# [Stated task]
Continue the forum thread about the Bitcoin double spend during a fork, starting after its last sentence; the data placed after the thread is not part of it.

[START OF Extracted text]

A successful Bitcoin double spend – USD 10000 - balsam
https://bitcointalk.org/index.php?topic=152348
======
platypii
OK, so it's not hard to imagine double spends happening during a fork. This
incident proves that as long as there is at least one provider willing to
exchange BTC automatically, and is unaware of a fork in progress, then one can
exploit the fork and double spend. This is bad, and should be fixed with a
technical solution if possible. People will be looking for this in the future.

Here's the scary thing revealed by this bug however: Causing (intentionally) a
fork is WAY easier than I thought!

You don't need to control a majority of mining. All you need is to craft a
block such that some large % of the mining clients will fail on it. This could
be a failure at any point in the bitcoin software. If there is a size limit
discrepancy between versions (in this case the DB), or maybe a unicode parsing
bug in some library used, or whatever. It doesn't need to be an exploitable
code bug. It just needs to cause some % of mining clients to fail and reject a
particular block.

[END OF Extracted text]
[START OF Information shown]

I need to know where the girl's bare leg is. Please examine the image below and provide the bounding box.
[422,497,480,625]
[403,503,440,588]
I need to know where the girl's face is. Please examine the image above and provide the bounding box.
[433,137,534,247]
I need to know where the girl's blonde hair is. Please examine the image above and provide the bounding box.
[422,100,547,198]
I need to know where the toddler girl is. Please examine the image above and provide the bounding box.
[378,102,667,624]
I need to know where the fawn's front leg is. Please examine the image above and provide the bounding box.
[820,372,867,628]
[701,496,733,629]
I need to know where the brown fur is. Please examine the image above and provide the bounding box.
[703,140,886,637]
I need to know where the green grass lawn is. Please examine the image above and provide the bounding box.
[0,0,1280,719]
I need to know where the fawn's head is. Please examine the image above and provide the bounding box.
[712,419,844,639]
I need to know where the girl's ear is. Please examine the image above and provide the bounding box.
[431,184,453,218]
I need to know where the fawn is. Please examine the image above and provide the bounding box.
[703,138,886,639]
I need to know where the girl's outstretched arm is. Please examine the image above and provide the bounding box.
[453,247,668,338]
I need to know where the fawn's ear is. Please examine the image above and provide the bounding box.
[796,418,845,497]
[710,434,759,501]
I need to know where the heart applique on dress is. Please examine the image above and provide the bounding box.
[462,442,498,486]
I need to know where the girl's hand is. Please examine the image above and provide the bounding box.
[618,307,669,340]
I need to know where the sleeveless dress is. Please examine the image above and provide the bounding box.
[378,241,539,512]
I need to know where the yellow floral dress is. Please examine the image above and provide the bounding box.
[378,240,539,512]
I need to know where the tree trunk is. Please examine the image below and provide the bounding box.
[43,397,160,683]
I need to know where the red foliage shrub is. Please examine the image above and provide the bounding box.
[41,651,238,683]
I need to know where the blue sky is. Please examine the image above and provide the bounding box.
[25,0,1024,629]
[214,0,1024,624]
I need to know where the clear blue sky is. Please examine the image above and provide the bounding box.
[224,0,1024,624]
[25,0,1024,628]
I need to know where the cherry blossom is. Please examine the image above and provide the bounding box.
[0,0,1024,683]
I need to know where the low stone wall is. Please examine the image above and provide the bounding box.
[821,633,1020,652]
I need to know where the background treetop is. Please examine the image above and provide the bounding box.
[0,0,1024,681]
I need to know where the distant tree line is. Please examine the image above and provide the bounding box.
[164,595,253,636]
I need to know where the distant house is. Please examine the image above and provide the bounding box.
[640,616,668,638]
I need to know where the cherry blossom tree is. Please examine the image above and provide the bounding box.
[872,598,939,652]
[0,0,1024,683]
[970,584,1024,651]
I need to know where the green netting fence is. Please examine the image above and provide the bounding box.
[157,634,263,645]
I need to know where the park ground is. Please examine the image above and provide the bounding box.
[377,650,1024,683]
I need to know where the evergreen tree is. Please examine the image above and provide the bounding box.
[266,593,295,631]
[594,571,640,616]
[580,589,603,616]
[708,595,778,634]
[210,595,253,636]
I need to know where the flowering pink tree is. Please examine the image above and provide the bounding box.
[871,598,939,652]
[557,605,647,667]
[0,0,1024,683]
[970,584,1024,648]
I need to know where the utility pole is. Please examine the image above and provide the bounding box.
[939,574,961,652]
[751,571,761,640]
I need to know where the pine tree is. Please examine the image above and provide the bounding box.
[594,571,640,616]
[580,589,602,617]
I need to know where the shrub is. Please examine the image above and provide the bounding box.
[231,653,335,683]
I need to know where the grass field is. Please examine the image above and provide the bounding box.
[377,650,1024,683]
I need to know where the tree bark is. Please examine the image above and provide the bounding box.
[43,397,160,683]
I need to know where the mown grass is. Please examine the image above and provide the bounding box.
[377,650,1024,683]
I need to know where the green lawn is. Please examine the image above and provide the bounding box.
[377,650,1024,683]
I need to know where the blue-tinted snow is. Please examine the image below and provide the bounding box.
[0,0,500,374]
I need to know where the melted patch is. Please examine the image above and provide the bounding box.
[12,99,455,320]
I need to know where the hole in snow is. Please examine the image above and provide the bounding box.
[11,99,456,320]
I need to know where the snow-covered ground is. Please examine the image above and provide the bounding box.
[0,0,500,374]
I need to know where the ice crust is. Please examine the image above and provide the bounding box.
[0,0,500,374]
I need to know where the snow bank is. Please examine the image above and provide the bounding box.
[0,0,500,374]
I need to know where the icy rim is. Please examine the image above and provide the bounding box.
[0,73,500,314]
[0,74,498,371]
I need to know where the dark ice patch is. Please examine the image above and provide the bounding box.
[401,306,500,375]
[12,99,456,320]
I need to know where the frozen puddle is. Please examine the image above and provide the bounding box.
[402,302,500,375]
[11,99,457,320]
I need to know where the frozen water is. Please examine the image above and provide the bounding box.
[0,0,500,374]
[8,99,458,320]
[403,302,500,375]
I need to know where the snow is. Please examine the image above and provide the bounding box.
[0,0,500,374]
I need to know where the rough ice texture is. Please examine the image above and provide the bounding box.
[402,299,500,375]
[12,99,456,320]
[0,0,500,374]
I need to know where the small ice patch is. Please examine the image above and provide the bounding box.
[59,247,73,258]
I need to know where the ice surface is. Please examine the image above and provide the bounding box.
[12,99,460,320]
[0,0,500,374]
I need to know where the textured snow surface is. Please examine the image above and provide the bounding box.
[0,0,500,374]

[END OF Information shown]

# [Task answer]
It's relatively easy to find a bug that causes some software to crash. Most of
the time these bugs are minor, and don't allow any remote execution or
anything, so programmers don't necessarily worry about them most of the time.
But in bitcoin they could potentially cause a blockchain fork! Which could be
exploited, as this incident proves. This seems to lower the bar considerably
to exploit BTC.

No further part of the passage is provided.